● **Stored rows**
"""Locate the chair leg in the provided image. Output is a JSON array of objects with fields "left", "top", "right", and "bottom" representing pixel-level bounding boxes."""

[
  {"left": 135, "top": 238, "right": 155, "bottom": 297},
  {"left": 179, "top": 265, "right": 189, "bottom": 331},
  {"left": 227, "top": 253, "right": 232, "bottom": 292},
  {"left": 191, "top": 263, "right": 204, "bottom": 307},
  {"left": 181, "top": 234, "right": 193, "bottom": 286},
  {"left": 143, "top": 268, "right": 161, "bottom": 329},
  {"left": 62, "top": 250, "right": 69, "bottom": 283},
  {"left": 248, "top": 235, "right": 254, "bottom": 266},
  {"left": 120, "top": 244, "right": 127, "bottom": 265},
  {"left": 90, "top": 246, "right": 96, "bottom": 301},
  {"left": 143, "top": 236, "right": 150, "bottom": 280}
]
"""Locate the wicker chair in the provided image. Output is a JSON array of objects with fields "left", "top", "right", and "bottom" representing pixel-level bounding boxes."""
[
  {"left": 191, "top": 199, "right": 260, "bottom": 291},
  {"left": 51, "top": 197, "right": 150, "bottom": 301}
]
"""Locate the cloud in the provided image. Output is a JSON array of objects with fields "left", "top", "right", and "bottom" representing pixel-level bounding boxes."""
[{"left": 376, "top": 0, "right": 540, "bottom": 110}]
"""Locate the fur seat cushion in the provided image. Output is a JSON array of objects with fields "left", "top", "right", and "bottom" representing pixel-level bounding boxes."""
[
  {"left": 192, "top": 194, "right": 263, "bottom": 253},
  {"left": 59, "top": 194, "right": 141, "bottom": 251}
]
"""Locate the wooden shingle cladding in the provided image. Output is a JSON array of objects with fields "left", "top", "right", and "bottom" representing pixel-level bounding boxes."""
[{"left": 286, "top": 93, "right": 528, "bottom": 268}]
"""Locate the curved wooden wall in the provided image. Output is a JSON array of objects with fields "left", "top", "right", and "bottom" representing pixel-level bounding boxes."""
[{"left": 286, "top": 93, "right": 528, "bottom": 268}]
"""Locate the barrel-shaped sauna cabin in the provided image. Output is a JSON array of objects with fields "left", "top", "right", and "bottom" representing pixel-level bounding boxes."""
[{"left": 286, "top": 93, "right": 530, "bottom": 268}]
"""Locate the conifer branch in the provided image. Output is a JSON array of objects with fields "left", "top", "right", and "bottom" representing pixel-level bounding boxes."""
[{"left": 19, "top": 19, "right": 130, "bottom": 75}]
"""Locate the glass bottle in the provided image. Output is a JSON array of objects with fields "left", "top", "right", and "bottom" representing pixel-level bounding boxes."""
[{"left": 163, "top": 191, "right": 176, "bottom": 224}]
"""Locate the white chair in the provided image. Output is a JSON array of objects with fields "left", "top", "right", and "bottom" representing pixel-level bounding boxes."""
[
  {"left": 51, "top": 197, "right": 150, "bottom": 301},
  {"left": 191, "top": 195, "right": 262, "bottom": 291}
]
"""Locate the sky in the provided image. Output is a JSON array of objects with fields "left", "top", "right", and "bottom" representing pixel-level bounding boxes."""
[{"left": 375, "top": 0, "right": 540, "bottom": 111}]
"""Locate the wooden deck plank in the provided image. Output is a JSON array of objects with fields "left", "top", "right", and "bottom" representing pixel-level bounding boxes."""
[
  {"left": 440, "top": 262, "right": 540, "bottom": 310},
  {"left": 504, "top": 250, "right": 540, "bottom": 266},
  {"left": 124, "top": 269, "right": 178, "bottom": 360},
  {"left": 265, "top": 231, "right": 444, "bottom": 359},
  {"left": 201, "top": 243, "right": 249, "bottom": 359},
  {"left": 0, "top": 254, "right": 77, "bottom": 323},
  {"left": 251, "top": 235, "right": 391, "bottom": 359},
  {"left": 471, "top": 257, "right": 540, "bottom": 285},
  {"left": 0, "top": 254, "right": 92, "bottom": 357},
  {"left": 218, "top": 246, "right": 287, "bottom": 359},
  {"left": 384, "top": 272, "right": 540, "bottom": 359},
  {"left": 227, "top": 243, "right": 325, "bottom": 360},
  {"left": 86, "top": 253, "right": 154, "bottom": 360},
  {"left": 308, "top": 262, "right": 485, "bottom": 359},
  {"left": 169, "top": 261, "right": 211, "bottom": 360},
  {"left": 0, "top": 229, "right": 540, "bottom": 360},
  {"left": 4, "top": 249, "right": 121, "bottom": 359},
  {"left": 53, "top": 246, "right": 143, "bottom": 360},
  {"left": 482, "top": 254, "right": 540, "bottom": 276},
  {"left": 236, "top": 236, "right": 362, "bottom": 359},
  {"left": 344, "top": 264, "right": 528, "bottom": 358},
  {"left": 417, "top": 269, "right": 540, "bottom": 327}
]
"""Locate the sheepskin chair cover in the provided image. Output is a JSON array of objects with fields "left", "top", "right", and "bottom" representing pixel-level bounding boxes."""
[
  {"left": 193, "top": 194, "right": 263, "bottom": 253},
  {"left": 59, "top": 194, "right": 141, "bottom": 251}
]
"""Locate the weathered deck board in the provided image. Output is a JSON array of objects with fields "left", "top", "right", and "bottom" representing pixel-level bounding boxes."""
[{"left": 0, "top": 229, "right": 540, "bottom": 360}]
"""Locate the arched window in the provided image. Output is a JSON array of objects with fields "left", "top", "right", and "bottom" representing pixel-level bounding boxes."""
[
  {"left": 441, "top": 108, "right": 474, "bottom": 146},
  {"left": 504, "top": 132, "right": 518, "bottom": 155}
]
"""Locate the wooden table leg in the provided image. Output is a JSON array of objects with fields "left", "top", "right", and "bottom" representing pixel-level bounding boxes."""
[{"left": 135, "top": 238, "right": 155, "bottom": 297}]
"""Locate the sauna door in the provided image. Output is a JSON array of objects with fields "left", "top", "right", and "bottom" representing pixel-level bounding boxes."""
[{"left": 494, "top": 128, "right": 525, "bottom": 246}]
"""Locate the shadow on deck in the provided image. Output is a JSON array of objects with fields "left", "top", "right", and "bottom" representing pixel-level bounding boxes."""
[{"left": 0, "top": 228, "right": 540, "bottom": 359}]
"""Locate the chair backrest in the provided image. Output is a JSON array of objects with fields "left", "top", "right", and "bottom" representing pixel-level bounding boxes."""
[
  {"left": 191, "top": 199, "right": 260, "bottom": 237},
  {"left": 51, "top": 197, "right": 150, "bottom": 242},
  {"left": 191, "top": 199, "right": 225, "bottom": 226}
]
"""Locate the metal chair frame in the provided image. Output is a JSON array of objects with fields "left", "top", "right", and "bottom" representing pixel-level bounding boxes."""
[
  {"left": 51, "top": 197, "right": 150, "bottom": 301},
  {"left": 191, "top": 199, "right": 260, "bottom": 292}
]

● **What the exercise asks**
List each line of the data above that contains the word "sauna", copying every such line in full.

● **Result of the task**
"""Locate the barrel-shaped sauna cabin in the provided image. Output is a JSON array of objects with fields "left", "top", "right", and "bottom" representing pixel-level bounding boxes."""
"""Locate the sauna door in the provided image. Output is a JSON array of objects with fields "left", "top", "right", and "bottom" representing pixel-level bounding boxes."""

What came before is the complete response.